--- SUPPLIED ENTRIES ---
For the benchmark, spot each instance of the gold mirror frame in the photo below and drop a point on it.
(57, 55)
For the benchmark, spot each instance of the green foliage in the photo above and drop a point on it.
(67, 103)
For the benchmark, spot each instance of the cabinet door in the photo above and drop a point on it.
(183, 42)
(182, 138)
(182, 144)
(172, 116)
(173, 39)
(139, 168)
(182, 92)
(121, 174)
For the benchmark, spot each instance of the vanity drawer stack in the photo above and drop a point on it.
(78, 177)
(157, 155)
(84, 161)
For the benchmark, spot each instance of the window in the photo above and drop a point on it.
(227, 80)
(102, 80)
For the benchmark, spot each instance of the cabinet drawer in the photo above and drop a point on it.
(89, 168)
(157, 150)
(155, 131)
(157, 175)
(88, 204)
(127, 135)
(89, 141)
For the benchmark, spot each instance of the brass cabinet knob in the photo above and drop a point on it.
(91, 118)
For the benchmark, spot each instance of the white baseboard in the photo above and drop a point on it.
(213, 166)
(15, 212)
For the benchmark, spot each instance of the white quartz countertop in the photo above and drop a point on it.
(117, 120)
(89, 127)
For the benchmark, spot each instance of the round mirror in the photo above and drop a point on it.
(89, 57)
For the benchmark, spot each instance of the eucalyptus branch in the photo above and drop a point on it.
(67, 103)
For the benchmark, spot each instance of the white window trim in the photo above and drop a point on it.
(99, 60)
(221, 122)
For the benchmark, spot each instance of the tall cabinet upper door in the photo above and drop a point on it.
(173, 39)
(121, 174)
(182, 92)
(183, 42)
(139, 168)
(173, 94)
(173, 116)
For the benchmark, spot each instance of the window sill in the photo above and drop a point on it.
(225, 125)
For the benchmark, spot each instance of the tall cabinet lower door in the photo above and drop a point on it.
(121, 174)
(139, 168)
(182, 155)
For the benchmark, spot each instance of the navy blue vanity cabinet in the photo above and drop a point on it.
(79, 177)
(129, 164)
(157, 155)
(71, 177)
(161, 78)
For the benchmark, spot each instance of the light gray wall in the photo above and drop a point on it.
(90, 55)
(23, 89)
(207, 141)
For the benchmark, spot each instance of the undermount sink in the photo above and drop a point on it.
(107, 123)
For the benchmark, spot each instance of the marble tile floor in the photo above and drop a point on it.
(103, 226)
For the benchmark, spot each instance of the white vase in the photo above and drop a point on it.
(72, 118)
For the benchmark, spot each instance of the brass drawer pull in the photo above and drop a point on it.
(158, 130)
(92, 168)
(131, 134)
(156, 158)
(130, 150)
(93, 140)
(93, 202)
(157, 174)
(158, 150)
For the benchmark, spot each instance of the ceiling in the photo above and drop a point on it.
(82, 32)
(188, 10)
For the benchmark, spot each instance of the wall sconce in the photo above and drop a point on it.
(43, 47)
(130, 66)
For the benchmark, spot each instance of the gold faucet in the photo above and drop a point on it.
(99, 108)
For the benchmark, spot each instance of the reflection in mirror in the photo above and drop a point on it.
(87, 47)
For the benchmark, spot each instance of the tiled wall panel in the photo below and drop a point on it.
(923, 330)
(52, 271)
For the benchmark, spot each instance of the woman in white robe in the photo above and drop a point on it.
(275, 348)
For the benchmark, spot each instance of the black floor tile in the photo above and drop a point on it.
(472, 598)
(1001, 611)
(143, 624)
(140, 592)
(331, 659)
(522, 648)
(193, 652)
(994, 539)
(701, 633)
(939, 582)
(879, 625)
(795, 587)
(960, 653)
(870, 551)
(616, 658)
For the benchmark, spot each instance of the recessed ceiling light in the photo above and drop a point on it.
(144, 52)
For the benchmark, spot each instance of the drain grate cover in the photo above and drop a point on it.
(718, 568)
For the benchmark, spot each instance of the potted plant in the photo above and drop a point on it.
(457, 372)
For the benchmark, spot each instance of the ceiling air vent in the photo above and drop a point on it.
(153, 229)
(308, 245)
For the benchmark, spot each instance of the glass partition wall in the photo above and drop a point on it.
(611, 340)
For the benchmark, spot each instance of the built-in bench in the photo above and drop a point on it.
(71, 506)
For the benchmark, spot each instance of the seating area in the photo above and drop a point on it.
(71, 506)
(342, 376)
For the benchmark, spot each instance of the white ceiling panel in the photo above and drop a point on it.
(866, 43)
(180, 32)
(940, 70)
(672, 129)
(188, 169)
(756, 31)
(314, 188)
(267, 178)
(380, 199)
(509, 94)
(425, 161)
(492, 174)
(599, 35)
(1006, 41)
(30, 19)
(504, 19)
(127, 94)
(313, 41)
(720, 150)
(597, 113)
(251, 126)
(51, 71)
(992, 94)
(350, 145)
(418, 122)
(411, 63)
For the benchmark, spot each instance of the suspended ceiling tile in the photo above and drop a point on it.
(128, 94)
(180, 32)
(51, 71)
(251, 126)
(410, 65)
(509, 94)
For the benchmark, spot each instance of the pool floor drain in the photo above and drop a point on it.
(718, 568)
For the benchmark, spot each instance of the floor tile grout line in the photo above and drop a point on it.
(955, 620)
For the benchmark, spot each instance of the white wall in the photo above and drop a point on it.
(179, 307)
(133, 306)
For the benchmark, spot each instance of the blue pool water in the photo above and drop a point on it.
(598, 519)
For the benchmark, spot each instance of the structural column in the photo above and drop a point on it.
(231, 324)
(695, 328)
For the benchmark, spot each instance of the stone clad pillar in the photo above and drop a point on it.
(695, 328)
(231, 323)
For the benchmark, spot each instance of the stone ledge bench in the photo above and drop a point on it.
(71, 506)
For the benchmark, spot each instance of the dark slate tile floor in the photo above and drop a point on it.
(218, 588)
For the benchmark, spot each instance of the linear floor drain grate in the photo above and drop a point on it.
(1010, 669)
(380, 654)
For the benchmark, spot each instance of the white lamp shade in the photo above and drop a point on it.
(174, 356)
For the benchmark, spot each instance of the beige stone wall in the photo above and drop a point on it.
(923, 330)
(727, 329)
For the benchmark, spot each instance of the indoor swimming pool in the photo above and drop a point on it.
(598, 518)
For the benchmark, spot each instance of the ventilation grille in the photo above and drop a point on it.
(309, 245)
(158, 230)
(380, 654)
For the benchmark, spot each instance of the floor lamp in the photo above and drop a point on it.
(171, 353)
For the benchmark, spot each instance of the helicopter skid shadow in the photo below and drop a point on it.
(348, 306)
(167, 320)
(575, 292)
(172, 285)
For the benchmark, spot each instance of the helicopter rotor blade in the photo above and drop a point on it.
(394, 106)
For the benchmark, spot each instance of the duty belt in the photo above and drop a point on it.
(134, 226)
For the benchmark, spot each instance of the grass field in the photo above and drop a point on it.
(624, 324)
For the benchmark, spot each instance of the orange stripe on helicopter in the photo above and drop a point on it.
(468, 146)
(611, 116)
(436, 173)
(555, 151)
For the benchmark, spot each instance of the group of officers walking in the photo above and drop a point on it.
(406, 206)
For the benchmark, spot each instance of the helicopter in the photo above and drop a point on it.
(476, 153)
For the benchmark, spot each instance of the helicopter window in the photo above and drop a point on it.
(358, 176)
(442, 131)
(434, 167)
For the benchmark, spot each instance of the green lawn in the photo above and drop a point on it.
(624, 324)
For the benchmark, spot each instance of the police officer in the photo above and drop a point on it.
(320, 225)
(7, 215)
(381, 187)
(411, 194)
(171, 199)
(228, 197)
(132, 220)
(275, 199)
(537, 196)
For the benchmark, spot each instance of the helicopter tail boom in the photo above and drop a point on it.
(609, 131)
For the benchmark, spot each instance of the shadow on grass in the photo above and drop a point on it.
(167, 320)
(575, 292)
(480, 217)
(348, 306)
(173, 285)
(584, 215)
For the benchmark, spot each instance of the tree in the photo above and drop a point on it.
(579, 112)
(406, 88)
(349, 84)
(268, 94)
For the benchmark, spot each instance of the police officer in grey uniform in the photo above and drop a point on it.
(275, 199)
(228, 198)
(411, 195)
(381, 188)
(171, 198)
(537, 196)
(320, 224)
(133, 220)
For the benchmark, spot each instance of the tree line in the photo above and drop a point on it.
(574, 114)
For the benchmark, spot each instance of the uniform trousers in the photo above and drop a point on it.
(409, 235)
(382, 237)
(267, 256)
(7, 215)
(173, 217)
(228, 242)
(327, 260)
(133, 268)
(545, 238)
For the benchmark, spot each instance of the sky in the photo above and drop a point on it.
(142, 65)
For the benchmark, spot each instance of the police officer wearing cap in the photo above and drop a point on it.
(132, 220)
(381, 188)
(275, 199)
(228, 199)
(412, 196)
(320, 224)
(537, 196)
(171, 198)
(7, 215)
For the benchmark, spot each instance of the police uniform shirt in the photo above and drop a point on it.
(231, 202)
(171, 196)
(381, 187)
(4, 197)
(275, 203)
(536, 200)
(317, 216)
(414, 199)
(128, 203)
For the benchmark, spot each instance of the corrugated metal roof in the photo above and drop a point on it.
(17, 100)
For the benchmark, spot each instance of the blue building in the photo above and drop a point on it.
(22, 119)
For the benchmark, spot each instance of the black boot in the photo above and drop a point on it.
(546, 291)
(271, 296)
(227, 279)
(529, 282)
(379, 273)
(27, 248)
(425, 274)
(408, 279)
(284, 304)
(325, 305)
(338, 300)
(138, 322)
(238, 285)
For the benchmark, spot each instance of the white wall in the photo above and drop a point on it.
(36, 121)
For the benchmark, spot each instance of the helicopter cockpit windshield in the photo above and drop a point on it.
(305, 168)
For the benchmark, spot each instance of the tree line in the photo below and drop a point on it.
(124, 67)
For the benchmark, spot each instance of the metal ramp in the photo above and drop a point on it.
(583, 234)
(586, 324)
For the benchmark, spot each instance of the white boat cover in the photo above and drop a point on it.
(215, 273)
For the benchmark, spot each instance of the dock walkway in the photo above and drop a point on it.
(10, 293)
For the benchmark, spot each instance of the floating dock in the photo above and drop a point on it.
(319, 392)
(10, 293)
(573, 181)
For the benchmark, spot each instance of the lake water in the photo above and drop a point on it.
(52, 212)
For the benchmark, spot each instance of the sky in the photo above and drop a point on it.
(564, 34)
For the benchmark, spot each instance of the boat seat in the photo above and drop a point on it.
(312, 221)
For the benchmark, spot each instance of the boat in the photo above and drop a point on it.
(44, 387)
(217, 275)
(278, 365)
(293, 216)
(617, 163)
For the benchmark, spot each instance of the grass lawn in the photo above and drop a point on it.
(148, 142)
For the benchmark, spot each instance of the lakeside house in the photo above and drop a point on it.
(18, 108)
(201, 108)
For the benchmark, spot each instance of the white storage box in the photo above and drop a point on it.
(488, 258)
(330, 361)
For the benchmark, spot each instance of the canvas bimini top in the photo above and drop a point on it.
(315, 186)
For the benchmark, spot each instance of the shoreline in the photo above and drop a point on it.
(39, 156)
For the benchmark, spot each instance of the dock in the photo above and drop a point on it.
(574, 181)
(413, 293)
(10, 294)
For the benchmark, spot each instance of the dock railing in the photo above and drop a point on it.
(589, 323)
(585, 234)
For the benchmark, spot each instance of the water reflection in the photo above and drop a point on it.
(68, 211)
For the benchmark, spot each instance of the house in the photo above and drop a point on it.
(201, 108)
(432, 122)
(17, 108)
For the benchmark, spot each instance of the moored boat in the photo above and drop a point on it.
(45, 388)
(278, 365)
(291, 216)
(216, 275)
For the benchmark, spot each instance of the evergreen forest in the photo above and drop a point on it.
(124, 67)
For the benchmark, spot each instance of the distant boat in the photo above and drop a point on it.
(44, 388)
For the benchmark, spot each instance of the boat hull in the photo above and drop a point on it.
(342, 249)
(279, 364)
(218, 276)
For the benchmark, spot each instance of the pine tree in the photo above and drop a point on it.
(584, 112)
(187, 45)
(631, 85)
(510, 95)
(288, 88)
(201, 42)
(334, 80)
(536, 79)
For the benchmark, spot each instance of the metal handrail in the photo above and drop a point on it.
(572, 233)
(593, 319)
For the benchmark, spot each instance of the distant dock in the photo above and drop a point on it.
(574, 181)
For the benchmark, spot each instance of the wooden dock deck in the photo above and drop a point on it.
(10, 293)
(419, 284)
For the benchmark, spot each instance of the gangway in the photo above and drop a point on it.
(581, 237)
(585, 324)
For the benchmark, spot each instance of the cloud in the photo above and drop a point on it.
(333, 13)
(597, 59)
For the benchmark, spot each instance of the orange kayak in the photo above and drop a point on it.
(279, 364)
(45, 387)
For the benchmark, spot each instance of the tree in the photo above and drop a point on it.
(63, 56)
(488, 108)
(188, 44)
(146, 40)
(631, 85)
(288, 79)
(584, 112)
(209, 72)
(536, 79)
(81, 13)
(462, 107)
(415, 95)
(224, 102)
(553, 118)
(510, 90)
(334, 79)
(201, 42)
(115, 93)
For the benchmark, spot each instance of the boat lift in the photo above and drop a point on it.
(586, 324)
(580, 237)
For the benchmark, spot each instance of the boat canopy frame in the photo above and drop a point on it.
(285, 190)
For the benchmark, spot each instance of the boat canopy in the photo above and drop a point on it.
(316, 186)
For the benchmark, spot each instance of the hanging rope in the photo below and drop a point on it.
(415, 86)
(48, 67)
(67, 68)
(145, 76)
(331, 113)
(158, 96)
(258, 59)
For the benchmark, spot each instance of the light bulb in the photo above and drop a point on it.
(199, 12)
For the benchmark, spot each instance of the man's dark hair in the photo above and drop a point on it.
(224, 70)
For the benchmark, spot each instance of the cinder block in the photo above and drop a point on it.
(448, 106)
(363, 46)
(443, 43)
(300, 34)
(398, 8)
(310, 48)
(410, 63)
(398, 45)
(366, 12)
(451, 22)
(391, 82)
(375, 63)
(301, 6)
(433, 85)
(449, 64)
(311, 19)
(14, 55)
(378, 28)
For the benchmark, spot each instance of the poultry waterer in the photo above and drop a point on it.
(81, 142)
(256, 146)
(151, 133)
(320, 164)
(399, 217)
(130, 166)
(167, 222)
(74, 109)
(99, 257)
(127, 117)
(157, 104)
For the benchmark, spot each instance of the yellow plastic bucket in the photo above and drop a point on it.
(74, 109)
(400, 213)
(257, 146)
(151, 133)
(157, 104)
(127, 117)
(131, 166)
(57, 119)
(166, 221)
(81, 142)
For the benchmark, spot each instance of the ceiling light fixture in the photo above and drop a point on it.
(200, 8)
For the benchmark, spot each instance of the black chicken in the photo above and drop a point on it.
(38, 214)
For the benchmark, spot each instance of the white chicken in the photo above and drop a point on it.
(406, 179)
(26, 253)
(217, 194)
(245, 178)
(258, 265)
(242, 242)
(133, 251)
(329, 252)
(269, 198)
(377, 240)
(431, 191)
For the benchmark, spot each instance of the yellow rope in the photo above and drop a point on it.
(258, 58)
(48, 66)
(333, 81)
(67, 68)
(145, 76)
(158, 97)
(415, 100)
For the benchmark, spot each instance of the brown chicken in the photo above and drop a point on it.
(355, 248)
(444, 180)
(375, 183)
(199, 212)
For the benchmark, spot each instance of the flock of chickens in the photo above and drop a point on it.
---
SHORT TASK
From the line containing "For the benchmark, spot each instance of the white chicken" through the final line of the listing above, retype every line exactly; leave out everything else.

SOLUTION FOR THIS EXERCISE
For the benchmark, spot each instance of the white chicken in the photo above and drop a point on it.
(406, 179)
(26, 253)
(217, 194)
(245, 178)
(258, 265)
(242, 242)
(133, 251)
(329, 252)
(269, 198)
(377, 240)
(431, 191)
For the benchmark, spot each instance of the yellow rope in the photo above and drop a point on it.
(258, 58)
(48, 66)
(333, 81)
(67, 68)
(145, 76)
(158, 97)
(415, 100)
For the benchmark, spot each instance of the brown chicken in the photo above and drop a point on it.
(355, 248)
(444, 180)
(375, 183)
(199, 212)
For the benchmark, spot each instance of the flock of chickens in the photo above and drop a point on it.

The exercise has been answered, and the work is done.